• _Supplied data_
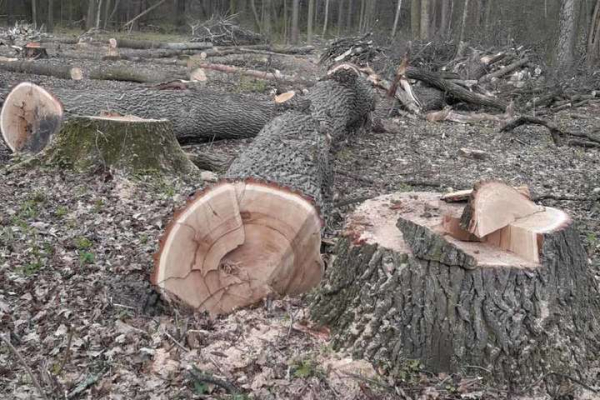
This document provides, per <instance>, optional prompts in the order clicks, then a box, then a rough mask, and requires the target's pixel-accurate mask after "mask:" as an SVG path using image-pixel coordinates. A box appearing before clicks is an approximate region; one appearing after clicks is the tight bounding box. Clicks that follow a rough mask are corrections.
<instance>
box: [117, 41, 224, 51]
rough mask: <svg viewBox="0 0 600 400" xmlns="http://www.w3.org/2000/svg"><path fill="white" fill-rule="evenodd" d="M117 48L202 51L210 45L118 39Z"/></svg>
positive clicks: (191, 43) (210, 47) (195, 43)
mask: <svg viewBox="0 0 600 400" xmlns="http://www.w3.org/2000/svg"><path fill="white" fill-rule="evenodd" d="M117 43H118V47H120V48H128V49H169V50H204V49H210V48H211V47H213V46H212V43H206V42H189V43H165V42H154V41H150V40H132V39H118V40H117Z"/></svg>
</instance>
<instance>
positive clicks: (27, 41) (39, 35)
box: [0, 21, 49, 47]
mask: <svg viewBox="0 0 600 400" xmlns="http://www.w3.org/2000/svg"><path fill="white" fill-rule="evenodd" d="M43 28H44V26H43V25H42V27H41V28H35V27H34V26H33V25H32V24H28V23H26V22H23V21H17V22H16V23H15V26H14V27H12V28H8V29H2V30H1V31H0V42H1V43H2V44H4V45H6V46H11V45H14V46H19V47H23V46H25V45H26V44H27V43H30V42H39V41H40V40H41V39H42V38H43V37H48V36H49V35H48V34H47V33H44V32H43Z"/></svg>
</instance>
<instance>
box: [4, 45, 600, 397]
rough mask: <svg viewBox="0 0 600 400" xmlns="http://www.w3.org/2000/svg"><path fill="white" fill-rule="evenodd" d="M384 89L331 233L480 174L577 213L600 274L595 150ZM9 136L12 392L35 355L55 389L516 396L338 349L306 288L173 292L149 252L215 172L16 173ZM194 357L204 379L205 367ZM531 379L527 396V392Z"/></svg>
mask: <svg viewBox="0 0 600 400" xmlns="http://www.w3.org/2000/svg"><path fill="white" fill-rule="evenodd" d="M233 59H235V60H238V61H235V62H238V63H241V64H244V65H252V68H256V69H260V68H261V66H262V67H263V68H264V67H265V65H267V64H269V65H271V66H272V65H273V63H278V64H277V65H279V66H280V69H281V70H282V72H284V73H288V74H289V73H293V72H298V73H299V74H302V75H303V76H305V75H309V77H318V76H320V75H321V74H323V72H324V71H323V70H322V69H320V67H318V66H317V65H316V60H317V58H316V56H308V57H305V56H303V57H297V58H292V57H285V58H283V59H284V61H282V60H281V59H279V58H269V57H265V56H258V57H257V56H242V57H240V56H236V57H231V58H230V59H228V60H220V62H226V61H229V62H231V60H233ZM211 61H212V60H211ZM49 62H58V61H57V60H54V61H52V60H51V61H49ZM74 63H75V62H74ZM77 63H79V61H77ZM89 63H90V64H91V63H92V62H91V61H90V62H89ZM84 65H87V64H85V62H84ZM143 68H161V69H162V68H166V67H164V66H158V65H152V64H144V66H143ZM294 68H298V69H296V70H294V71H291V70H292V69H294ZM278 69H279V68H278ZM208 76H209V81H208V83H207V84H206V86H207V88H210V89H214V90H221V91H228V92H231V91H235V92H245V93H249V94H250V95H251V96H253V98H262V99H268V98H269V96H270V91H271V90H272V89H273V86H272V84H270V83H264V82H261V81H256V80H253V79H246V78H243V77H239V76H234V77H232V76H228V75H225V74H219V73H212V72H209V74H208ZM23 80H27V81H33V82H35V83H39V84H42V85H46V86H50V87H52V86H54V85H57V86H61V87H66V86H73V87H78V88H81V89H82V90H87V89H90V88H92V87H96V88H108V87H115V88H120V89H122V90H127V88H129V87H132V86H133V85H136V84H130V83H122V82H105V81H88V80H84V81H82V82H73V81H61V80H57V79H53V78H47V77H39V76H27V75H22V74H12V73H11V74H8V73H2V75H0V91H1V92H2V95H5V94H6V92H7V90H8V89H9V88H10V86H12V85H14V84H16V83H18V82H20V81H23ZM379 100H380V101H379V102H378V108H377V111H376V113H377V114H378V116H379V117H380V118H381V119H382V123H383V125H384V127H385V128H386V132H377V133H376V132H371V131H369V132H362V133H360V134H359V135H357V136H356V137H353V138H351V139H349V140H348V143H346V144H345V145H344V146H342V147H341V149H339V150H338V151H337V154H336V156H335V160H336V161H335V169H336V172H337V173H336V184H335V192H336V202H337V204H338V207H336V209H335V211H334V215H335V218H334V219H333V221H334V226H333V227H332V229H331V231H330V232H329V234H328V235H329V236H330V239H332V240H334V239H335V236H336V233H337V231H338V230H339V229H340V228H341V226H342V223H343V219H344V216H345V215H347V214H348V213H349V212H351V211H352V210H353V208H354V207H355V206H356V205H358V204H360V201H361V200H363V199H367V198H371V197H374V196H378V195H382V194H387V193H392V192H395V191H423V190H428V191H439V192H444V191H450V190H452V189H455V190H457V189H465V188H470V187H472V185H473V184H474V183H475V182H476V181H478V180H481V179H493V178H497V179H503V180H505V181H507V182H510V183H511V184H515V185H519V184H526V185H529V187H530V188H531V190H532V193H533V196H534V198H537V199H539V202H540V203H541V204H544V205H549V206H554V207H558V208H562V209H564V210H566V211H567V212H568V213H569V214H570V215H571V216H572V217H573V218H574V220H575V221H576V223H577V228H578V230H579V232H580V234H581V237H582V240H583V242H584V244H585V247H586V250H587V251H588V254H589V257H590V264H591V267H592V268H593V269H594V271H595V275H596V277H597V279H598V284H599V286H600V203H599V202H598V198H599V197H600V173H599V172H600V166H599V163H600V151H599V150H598V149H581V148H573V147H568V146H563V147H556V146H555V145H554V144H553V142H552V140H551V138H550V135H549V134H548V132H547V130H546V129H545V128H542V127H530V126H525V127H521V128H518V129H516V130H514V131H513V132H511V133H500V132H499V126H498V125H497V124H495V123H481V124H474V125H462V124H456V123H451V122H445V123H431V122H425V121H423V120H420V119H412V118H406V117H393V118H388V117H387V114H388V110H389V109H390V107H391V103H390V102H389V100H388V99H386V98H384V97H382V96H381V98H380V99H379ZM554 122H555V123H556V124H558V125H559V126H560V127H562V128H564V129H567V130H572V131H585V132H588V133H589V132H593V131H598V130H600V107H599V106H598V105H597V104H591V105H588V106H586V107H582V108H578V109H573V110H565V111H561V112H560V113H558V114H557V115H555V116H554ZM249 142H250V140H238V141H220V142H214V143H207V144H202V145H198V146H196V148H197V149H198V150H199V151H210V152H213V153H215V154H221V155H228V156H235V155H236V154H238V153H239V152H240V151H243V149H244V148H245V147H246V146H247V145H248V143H249ZM1 147H2V145H1V144H0V198H1V199H2V205H1V206H0V333H1V334H3V335H6V334H8V335H9V340H10V342H11V343H12V344H13V345H14V347H15V349H16V351H17V352H18V353H19V354H20V355H21V356H22V357H23V361H22V362H21V361H18V360H17V358H16V357H15V354H14V353H13V352H12V351H11V350H9V349H8V347H7V346H5V345H4V344H2V345H1V346H0V398H7V399H8V398H11V399H12V398H14V399H29V398H32V397H35V396H38V393H37V391H36V388H35V386H34V385H33V382H32V380H31V378H30V377H29V376H28V375H27V373H26V371H25V369H24V365H23V364H26V365H28V366H29V367H30V368H31V370H32V371H33V372H34V374H35V375H36V377H37V378H36V379H37V380H38V381H39V384H40V385H41V386H42V387H43V389H44V390H45V392H46V393H47V394H48V396H49V397H51V398H70V399H75V398H93V399H102V398H107V399H108V398H110V399H187V398H232V399H244V398H257V399H319V400H325V399H385V398H390V399H392V398H410V399H446V398H456V399H503V398H507V396H508V392H507V391H506V388H501V387H493V386H491V385H488V384H487V383H486V382H485V381H484V380H482V379H481V378H480V377H478V376H474V375H472V374H473V371H469V374H465V375H464V376H460V375H452V376H446V375H433V374H430V373H428V372H427V371H425V370H423V369H422V368H421V366H420V365H419V364H418V363H409V364H407V366H406V370H405V371H404V374H403V376H401V377H395V378H391V377H388V376H384V375H381V374H380V371H379V369H378V368H377V367H376V366H375V367H374V366H372V365H371V364H369V363H368V362H366V361H364V360H352V358H351V357H350V356H349V354H348V353H346V352H344V351H343V350H339V351H336V350H334V349H332V347H331V346H330V344H329V341H328V335H327V332H326V331H321V330H318V329H313V328H311V327H310V325H309V324H308V317H307V310H306V308H305V306H304V302H303V300H302V299H283V300H276V301H273V302H269V303H267V304H261V305H259V306H257V307H255V308H251V309H246V310H241V311H238V312H236V313H234V314H231V315H229V316H225V317H221V318H217V319H215V320H211V319H209V318H208V317H206V316H204V315H200V314H190V313H187V312H186V311H185V310H181V309H175V308H172V307H170V306H168V305H165V304H163V303H162V302H161V301H160V299H159V298H158V297H157V295H156V294H155V292H154V290H153V289H152V288H151V285H150V283H149V275H150V272H151V270H152V267H153V254H154V253H155V252H156V250H157V243H158V239H159V238H160V236H161V234H162V232H163V229H164V227H165V225H166V224H167V223H168V221H169V220H170V218H171V217H172V215H173V212H174V210H176V209H177V208H179V207H181V206H182V205H183V204H184V202H185V200H186V199H187V198H189V196H191V195H192V194H193V193H195V191H196V190H198V189H200V188H201V187H202V186H203V182H186V181H184V180H172V179H166V178H164V179H163V178H157V177H129V178H125V177H120V176H113V175H110V174H107V173H99V174H85V175H81V174H75V173H72V172H68V171H63V170H56V169H35V170H15V171H9V170H8V169H6V168H2V165H5V166H6V165H8V164H7V163H9V162H10V160H9V156H8V153H7V152H6V151H4V152H2V151H1ZM461 148H471V149H478V150H483V151H485V152H486V153H487V157H486V158H484V159H472V158H468V157H465V156H462V155H460V149H461ZM3 154H4V155H3ZM326 251H331V248H330V247H327V248H326ZM194 366H195V367H196V368H197V369H198V370H199V371H201V374H202V376H198V374H197V373H196V374H195V375H194V372H193V369H192V367H194ZM513 389H514V390H513V392H512V393H513V394H514V397H513V398H523V399H525V398H535V399H545V398H553V397H554V398H556V396H558V395H564V396H568V395H569V394H570V390H573V389H577V393H578V396H579V397H578V398H589V399H592V398H594V394H593V393H592V392H590V391H585V390H583V388H581V387H565V386H564V385H560V387H551V386H548V385H545V386H543V387H542V385H541V382H537V383H536V382H532V386H531V387H529V388H513ZM525 389H528V393H527V395H524V394H523V395H520V394H519V393H520V391H521V390H525ZM236 391H237V392H238V393H237V394H236V393H234V392H236ZM228 392H229V395H226V393H228ZM596 396H597V394H596ZM564 398H568V397H564ZM596 398H598V397H596Z"/></svg>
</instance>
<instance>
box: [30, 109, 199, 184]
mask: <svg viewBox="0 0 600 400" xmlns="http://www.w3.org/2000/svg"><path fill="white" fill-rule="evenodd" d="M39 157H40V158H41V160H42V161H43V162H44V163H48V164H51V165H58V166H61V167H68V168H72V169H74V170H76V171H90V170H96V169H98V168H102V169H107V170H108V169H110V170H116V171H119V172H121V173H125V174H135V175H138V174H149V173H150V174H154V173H162V174H167V175H187V174H190V173H193V172H196V171H198V169H197V168H196V166H195V165H194V164H192V162H191V161H190V160H189V159H188V158H187V156H186V154H185V153H184V152H183V150H182V149H181V146H179V143H177V140H176V139H175V136H174V135H173V127H172V124H171V123H170V122H169V121H167V120H152V119H142V118H137V117H130V116H128V117H80V116H76V117H72V118H70V119H69V121H67V122H66V123H65V124H64V125H63V127H62V128H61V130H60V132H59V133H58V134H57V136H56V137H55V138H54V140H53V141H52V142H51V144H50V146H48V147H47V148H46V149H45V150H44V152H42V153H41V154H40V156H39Z"/></svg>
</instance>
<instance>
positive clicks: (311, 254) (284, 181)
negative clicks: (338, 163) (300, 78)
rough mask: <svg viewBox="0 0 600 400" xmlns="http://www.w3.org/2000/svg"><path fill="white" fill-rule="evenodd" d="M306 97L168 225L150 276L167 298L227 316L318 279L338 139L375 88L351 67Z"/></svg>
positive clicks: (352, 127)
mask: <svg viewBox="0 0 600 400" xmlns="http://www.w3.org/2000/svg"><path fill="white" fill-rule="evenodd" d="M308 97H309V99H310V101H311V106H310V107H309V108H308V109H306V108H305V109H303V110H295V109H293V110H290V111H288V112H286V113H285V114H283V115H281V116H279V117H277V118H275V119H273V120H272V121H271V122H270V123H269V124H267V125H266V126H265V127H264V129H263V130H262V131H261V132H260V134H259V135H258V136H257V138H256V139H255V140H254V141H253V143H252V144H251V145H250V147H249V148H248V149H247V150H246V151H244V152H243V153H242V154H241V155H240V156H239V157H238V158H237V159H236V160H235V161H234V162H233V163H232V165H231V166H230V168H229V170H228V171H227V173H226V175H225V177H226V179H225V180H223V181H222V182H220V183H218V184H216V185H215V186H213V187H211V188H209V189H207V190H206V191H204V192H201V193H198V195H197V196H196V197H195V198H194V199H193V200H192V201H191V202H190V203H189V204H188V205H187V206H186V208H185V209H183V210H182V211H181V212H180V213H177V214H176V216H175V218H174V219H173V221H172V222H171V223H170V224H169V226H168V227H167V231H166V234H165V236H164V237H163V239H162V241H161V248H160V251H159V253H158V257H157V263H156V266H155V270H154V273H153V275H152V281H153V283H154V284H156V285H157V286H158V287H159V288H160V289H161V291H162V293H163V294H165V296H166V298H167V299H178V300H180V301H182V302H184V303H185V304H187V305H189V306H191V307H193V308H195V309H197V310H206V311H208V312H210V313H213V314H220V313H228V312H231V311H232V310H235V309H236V308H239V307H244V306H247V305H250V304H254V303H256V302H257V301H260V300H261V299H263V298H264V297H265V296H267V295H269V294H273V295H279V296H285V295H297V294H299V293H304V292H306V291H307V290H309V289H311V288H313V287H314V286H315V285H317V284H318V282H319V281H320V279H321V276H322V273H323V262H322V260H321V256H320V244H321V229H322V219H321V218H322V217H324V216H327V212H328V210H329V209H330V208H331V197H332V196H331V187H332V178H333V174H332V165H331V162H330V149H331V142H332V141H333V142H339V141H341V140H343V138H344V137H346V136H347V135H350V134H352V133H353V132H355V131H356V130H357V129H359V128H361V127H362V126H363V125H364V124H365V123H366V122H367V121H368V120H369V115H370V113H371V111H372V108H373V94H372V92H371V89H370V87H369V86H368V84H367V83H366V82H365V81H364V80H362V79H360V78H359V76H358V74H356V73H354V72H353V71H347V70H344V71H339V72H337V73H335V74H334V75H333V76H331V77H330V79H326V80H322V81H320V82H319V83H317V85H315V87H314V88H313V89H312V90H311V92H310V94H309V96H308ZM319 210H320V212H319ZM197 238H202V240H198V239H197Z"/></svg>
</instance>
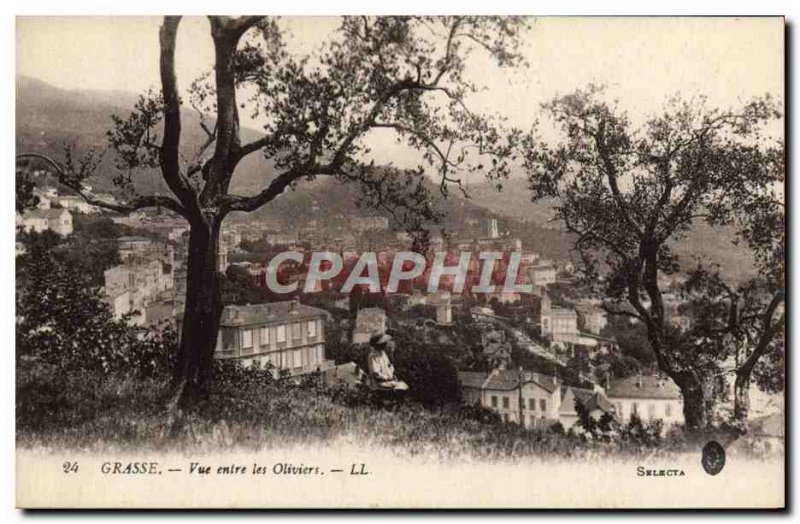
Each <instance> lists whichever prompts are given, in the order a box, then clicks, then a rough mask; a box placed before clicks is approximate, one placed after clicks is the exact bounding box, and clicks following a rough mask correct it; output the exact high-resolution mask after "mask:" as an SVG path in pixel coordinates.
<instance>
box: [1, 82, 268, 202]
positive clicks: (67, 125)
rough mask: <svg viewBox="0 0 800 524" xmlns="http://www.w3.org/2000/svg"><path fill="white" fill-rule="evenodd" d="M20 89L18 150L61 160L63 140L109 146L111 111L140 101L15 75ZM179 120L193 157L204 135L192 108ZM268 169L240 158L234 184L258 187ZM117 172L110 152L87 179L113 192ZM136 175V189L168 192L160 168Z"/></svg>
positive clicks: (128, 93) (195, 114) (94, 147)
mask: <svg viewBox="0 0 800 524" xmlns="http://www.w3.org/2000/svg"><path fill="white" fill-rule="evenodd" d="M16 88H17V98H16V116H17V118H16V121H17V123H16V147H17V151H18V152H23V151H24V152H37V153H44V154H49V155H53V156H54V157H55V158H57V159H61V158H63V152H64V145H65V144H71V145H74V146H75V148H76V150H77V151H78V153H79V154H80V153H83V152H85V151H87V150H88V149H89V148H92V147H94V148H96V149H98V150H102V149H104V148H106V147H107V140H106V132H107V131H108V130H109V129H110V128H111V123H112V121H111V115H113V114H116V115H119V116H121V117H126V116H127V115H128V114H129V113H130V111H131V109H133V106H134V104H135V102H136V99H137V95H135V94H131V93H122V92H106V91H91V90H64V89H59V88H57V87H53V86H51V85H50V84H47V83H45V82H43V81H41V80H37V79H34V78H28V77H17V83H16ZM181 120H182V122H181V123H182V129H183V136H182V137H181V145H182V151H183V152H184V153H185V155H186V156H190V155H191V154H193V152H194V151H196V150H197V148H198V147H199V146H200V144H202V143H203V140H204V138H205V135H204V134H203V131H202V130H201V128H200V126H199V124H198V117H197V114H196V113H195V112H194V111H193V110H188V109H184V110H183V112H182V114H181ZM243 135H244V138H245V139H246V140H250V139H253V138H255V137H257V136H258V133H257V132H255V131H252V130H244V132H243ZM269 171H270V169H269V166H268V165H267V164H266V161H265V160H263V159H262V158H259V157H258V155H251V158H248V159H246V160H245V161H243V162H242V165H241V167H240V169H239V170H238V171H237V177H236V179H235V180H234V181H233V185H234V187H236V188H245V189H247V188H249V187H252V186H256V185H257V182H256V180H258V179H259V178H263V176H264V173H269ZM113 173H114V167H113V163H112V159H111V155H110V154H106V155H105V156H104V159H103V162H102V163H101V164H100V168H99V169H98V176H97V177H95V178H94V179H92V180H91V181H90V182H89V183H90V184H91V185H92V186H93V187H94V188H96V190H98V191H111V190H113V186H112V184H111V179H112V178H113ZM134 179H135V183H136V188H137V190H138V191H140V192H142V193H151V192H155V191H158V192H162V193H164V192H167V191H168V188H167V187H166V185H165V184H164V182H163V180H162V179H161V177H160V174H159V173H157V172H144V173H141V174H139V175H137V176H136V177H134Z"/></svg>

• _Action item_
State how many lines of the data above contain the string "positive", treating uppercase and lowercase as different. Reply with the number alone.

• _Written answer_
6